Exercise goal: Report every line in the records below that contains the word "with", matching its case exactly.

>> START Extracted records

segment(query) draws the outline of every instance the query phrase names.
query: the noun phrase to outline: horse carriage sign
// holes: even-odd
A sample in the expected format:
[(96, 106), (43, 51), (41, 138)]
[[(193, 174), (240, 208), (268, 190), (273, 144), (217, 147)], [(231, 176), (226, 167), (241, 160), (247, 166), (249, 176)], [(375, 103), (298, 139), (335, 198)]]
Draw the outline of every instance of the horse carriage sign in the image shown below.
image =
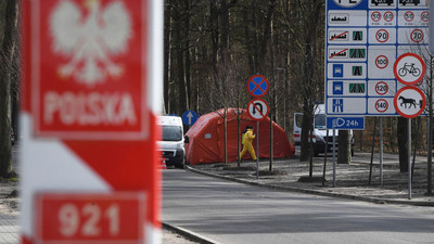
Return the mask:
[(404, 87), (396, 92), (394, 105), (403, 117), (413, 118), (423, 112), (426, 100), (419, 88)]

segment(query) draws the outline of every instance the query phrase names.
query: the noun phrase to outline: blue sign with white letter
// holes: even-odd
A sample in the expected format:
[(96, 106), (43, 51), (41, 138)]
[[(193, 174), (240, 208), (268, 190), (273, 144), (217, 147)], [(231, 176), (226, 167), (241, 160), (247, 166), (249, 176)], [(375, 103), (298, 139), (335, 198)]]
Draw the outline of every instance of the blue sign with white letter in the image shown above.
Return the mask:
[(327, 117), (327, 128), (336, 130), (362, 130), (365, 117)]
[(194, 111), (186, 111), (182, 114), (182, 121), (188, 126), (192, 126), (197, 120), (197, 114)]

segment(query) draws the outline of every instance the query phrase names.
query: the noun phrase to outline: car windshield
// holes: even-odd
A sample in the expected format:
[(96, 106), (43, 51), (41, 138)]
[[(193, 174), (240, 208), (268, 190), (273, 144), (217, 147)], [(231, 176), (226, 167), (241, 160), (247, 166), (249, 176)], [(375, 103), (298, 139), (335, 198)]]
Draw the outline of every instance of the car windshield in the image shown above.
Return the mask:
[(324, 114), (315, 115), (315, 129), (326, 129), (326, 115)]
[(182, 130), (180, 126), (163, 126), (163, 141), (182, 140)]

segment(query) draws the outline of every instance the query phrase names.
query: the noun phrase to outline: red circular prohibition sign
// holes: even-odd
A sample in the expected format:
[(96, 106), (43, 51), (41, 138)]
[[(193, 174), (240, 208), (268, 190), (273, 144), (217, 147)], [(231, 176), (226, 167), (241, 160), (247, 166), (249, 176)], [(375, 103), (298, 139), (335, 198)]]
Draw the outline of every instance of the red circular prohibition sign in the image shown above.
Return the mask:
[[(417, 60), (421, 63), (421, 65), (422, 65), (422, 74), (420, 75), (420, 77), (419, 77), (418, 79), (413, 80), (413, 81), (410, 81), (410, 82), (407, 82), (407, 81), (403, 80), (403, 79), (398, 76), (398, 63), (399, 63), (399, 61), (401, 61), (403, 59), (405, 59), (405, 57), (407, 57), (407, 56), (413, 56), (413, 57), (417, 59)], [(418, 54), (414, 54), (414, 53), (409, 52), (409, 53), (406, 53), (406, 54), (403, 54), (403, 55), (398, 56), (398, 59), (397, 59), (397, 60), (395, 61), (395, 63), (394, 63), (394, 68), (393, 68), (393, 70), (394, 70), (394, 76), (395, 76), (395, 78), (396, 78), (399, 82), (401, 82), (401, 84), (404, 84), (404, 85), (414, 85), (414, 84), (418, 84), (419, 81), (421, 81), (421, 80), (423, 79), (423, 77), (425, 76), (425, 72), (426, 72), (425, 68), (426, 68), (425, 62), (422, 60), (422, 57), (420, 57), (420, 55), (418, 55)]]

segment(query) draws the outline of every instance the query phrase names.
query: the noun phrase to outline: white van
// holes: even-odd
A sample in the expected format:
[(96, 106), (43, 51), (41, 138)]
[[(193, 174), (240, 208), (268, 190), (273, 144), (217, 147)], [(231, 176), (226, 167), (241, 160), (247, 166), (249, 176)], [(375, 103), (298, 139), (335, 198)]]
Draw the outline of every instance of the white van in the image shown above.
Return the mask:
[(158, 150), (165, 158), (166, 166), (183, 168), (186, 150), (183, 147), (183, 126), (179, 116), (158, 116), (157, 125), (162, 127), (162, 141), (158, 141)]
[[(320, 153), (326, 153), (324, 145), (328, 142), (328, 152), (332, 152), (333, 150), (333, 130), (329, 130), (329, 138), (327, 137), (327, 116), (326, 116), (326, 106), (324, 104), (318, 104), (315, 107), (315, 116), (314, 116), (314, 131), (312, 131), (312, 142), (314, 142), (314, 155), (318, 156)], [(294, 113), (294, 141), (295, 149), (301, 150), (301, 141), (302, 141), (302, 123), (303, 123), (303, 113)], [(337, 151), (337, 133), (339, 130), (335, 130), (335, 150)], [(350, 130), (352, 134), (352, 156), (354, 156), (354, 139), (353, 139), (353, 130)]]

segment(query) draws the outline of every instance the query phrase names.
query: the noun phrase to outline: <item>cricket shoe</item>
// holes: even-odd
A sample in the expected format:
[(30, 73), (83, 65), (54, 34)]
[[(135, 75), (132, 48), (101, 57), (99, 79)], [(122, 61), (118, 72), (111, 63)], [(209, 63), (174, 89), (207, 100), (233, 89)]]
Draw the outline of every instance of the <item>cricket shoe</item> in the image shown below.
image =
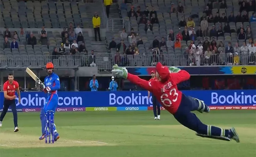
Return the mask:
[(56, 132), (54, 133), (54, 142), (57, 141), (59, 139), (59, 133)]
[(237, 143), (240, 142), (238, 134), (236, 131), (235, 128), (233, 127), (231, 129), (229, 130), (228, 137), (231, 138), (232, 140), (235, 140)]
[(46, 137), (48, 137), (50, 136), (50, 133), (48, 132), (48, 131), (46, 132), (46, 133), (45, 133), (43, 135), (42, 135), (42, 136), (41, 136), (41, 137), (39, 137), (39, 140), (43, 140)]
[(16, 126), (14, 128), (14, 132), (18, 132), (18, 131), (19, 131), (19, 128), (18, 128), (17, 126)]

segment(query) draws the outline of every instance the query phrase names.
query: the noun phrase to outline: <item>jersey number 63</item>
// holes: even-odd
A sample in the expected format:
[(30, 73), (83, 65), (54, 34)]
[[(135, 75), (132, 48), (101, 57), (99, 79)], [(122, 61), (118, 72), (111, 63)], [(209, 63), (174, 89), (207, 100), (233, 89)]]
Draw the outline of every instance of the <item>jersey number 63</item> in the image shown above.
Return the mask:
[[(169, 95), (167, 93), (163, 93), (161, 96), (161, 101), (163, 104), (165, 106), (171, 106), (172, 105), (172, 102), (176, 102), (178, 99), (178, 94), (176, 92), (175, 88), (172, 88), (170, 91)], [(170, 97), (173, 98), (171, 100), (168, 97)]]

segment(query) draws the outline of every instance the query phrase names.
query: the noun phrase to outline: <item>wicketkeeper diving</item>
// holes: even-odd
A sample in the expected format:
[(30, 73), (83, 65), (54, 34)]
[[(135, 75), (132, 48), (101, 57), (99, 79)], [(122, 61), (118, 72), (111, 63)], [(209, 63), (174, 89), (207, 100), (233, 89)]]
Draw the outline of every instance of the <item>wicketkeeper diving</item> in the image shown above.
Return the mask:
[(156, 81), (148, 81), (128, 73), (125, 68), (113, 66), (114, 76), (127, 78), (131, 82), (152, 92), (161, 105), (172, 114), (176, 120), (186, 127), (196, 131), (202, 137), (239, 142), (238, 135), (234, 128), (224, 129), (206, 125), (191, 111), (208, 113), (210, 108), (200, 100), (187, 96), (178, 89), (177, 85), (188, 80), (189, 74), (175, 67), (167, 67), (158, 62), (156, 66)]
[[(55, 112), (58, 105), (59, 97), (57, 91), (60, 88), (59, 78), (58, 75), (54, 73), (54, 66), (52, 63), (48, 62), (46, 64), (46, 70), (48, 75), (45, 78), (44, 83), (39, 85), (40, 89), (45, 93), (48, 93), (48, 97), (43, 108), (41, 108), (40, 119), (42, 126), (42, 136), (39, 138), (42, 140), (47, 137), (50, 135), (47, 131), (46, 127), (46, 113), (48, 111), (53, 111)], [(54, 130), (53, 135), (54, 141), (56, 141), (59, 138), (59, 133), (57, 131), (56, 126), (53, 124)]]

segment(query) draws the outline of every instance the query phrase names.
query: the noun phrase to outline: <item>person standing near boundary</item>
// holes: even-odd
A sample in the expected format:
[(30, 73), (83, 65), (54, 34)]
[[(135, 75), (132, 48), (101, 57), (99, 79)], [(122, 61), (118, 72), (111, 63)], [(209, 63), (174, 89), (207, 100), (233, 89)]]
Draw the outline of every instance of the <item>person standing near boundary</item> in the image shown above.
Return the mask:
[[(155, 77), (155, 71), (153, 70), (151, 71), (151, 78), (149, 80), (149, 81), (156, 81), (156, 78)], [(150, 97), (150, 91), (148, 91), (148, 98), (149, 99)], [(155, 96), (152, 94), (152, 104), (153, 105), (153, 111), (154, 112), (154, 115), (155, 116), (154, 119), (160, 119), (160, 105), (156, 99), (156, 98)], [(157, 107), (157, 115), (156, 114), (156, 107)]]
[(0, 127), (2, 126), (3, 119), (6, 114), (8, 109), (11, 107), (13, 115), (13, 122), (14, 123), (14, 132), (19, 131), (18, 128), (18, 114), (16, 110), (16, 104), (15, 99), (17, 97), (15, 91), (17, 91), (19, 97), (19, 102), (20, 104), (20, 93), (19, 88), (19, 83), (13, 80), (13, 75), (9, 74), (8, 75), (8, 80), (4, 84), (3, 91), (4, 99), (4, 108), (0, 116)]

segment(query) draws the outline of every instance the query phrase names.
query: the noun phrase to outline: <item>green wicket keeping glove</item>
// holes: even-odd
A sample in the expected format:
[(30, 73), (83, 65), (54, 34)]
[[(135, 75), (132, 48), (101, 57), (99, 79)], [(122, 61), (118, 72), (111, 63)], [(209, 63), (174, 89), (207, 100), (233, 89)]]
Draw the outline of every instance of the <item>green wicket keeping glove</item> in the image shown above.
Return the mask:
[(170, 66), (169, 67), (170, 73), (176, 73), (180, 71), (180, 69), (175, 66)]
[(117, 64), (113, 66), (112, 73), (115, 77), (124, 78), (127, 78), (128, 75), (127, 69), (125, 68), (119, 67)]

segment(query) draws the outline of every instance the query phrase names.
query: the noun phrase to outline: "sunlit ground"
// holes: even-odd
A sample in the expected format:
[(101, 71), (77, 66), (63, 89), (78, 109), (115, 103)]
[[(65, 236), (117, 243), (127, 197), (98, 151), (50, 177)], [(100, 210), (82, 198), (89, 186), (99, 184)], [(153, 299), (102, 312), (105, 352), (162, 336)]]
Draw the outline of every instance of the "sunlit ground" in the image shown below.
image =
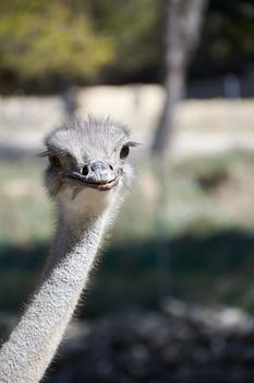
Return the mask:
[[(0, 165), (0, 289), (5, 292), (1, 310), (24, 303), (53, 234), (43, 167), (38, 160)], [(135, 167), (132, 193), (106, 241), (85, 315), (156, 306), (158, 235), (167, 254), (168, 292), (254, 311), (254, 153), (229, 152), (170, 164), (162, 214), (158, 214), (161, 190), (154, 167), (148, 161)]]

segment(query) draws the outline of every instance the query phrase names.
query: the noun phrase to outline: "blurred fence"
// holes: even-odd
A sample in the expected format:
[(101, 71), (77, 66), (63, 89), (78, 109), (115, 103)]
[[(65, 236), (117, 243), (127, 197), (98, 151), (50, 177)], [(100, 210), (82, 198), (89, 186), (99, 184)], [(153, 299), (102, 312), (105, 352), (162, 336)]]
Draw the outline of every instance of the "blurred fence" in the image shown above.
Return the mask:
[[(110, 115), (129, 125), (135, 139), (149, 144), (165, 100), (159, 85), (76, 89), (77, 114)], [(0, 98), (0, 155), (13, 148), (38, 151), (48, 129), (69, 112), (66, 94)], [(254, 148), (254, 100), (186, 100), (177, 107), (172, 150), (178, 155)], [(11, 154), (10, 154), (11, 155)]]

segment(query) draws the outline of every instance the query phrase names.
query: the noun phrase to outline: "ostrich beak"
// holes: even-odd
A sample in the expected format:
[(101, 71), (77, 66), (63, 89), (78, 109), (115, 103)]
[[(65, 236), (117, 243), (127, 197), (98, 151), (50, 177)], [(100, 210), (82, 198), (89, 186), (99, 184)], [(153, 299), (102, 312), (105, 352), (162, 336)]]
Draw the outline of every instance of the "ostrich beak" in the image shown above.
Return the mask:
[(86, 187), (109, 190), (119, 182), (120, 174), (121, 172), (116, 172), (107, 162), (93, 161), (85, 164), (80, 172), (73, 171), (65, 176)]

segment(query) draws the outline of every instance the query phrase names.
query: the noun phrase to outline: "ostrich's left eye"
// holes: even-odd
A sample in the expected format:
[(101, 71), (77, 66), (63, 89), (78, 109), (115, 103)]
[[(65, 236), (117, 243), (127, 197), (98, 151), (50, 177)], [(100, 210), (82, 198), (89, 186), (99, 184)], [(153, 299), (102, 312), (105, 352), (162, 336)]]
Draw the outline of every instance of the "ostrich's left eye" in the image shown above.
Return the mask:
[(55, 154), (49, 156), (49, 162), (51, 163), (51, 165), (53, 165), (53, 167), (59, 169), (62, 166), (60, 159)]
[(120, 159), (124, 160), (130, 153), (130, 148), (128, 144), (124, 144), (120, 151)]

>> END Extracted records

Task output:
query: the noun phrase to outline: blue sign with white letter
Draw the outline of every instance of the blue sign with white letter in the image shown above.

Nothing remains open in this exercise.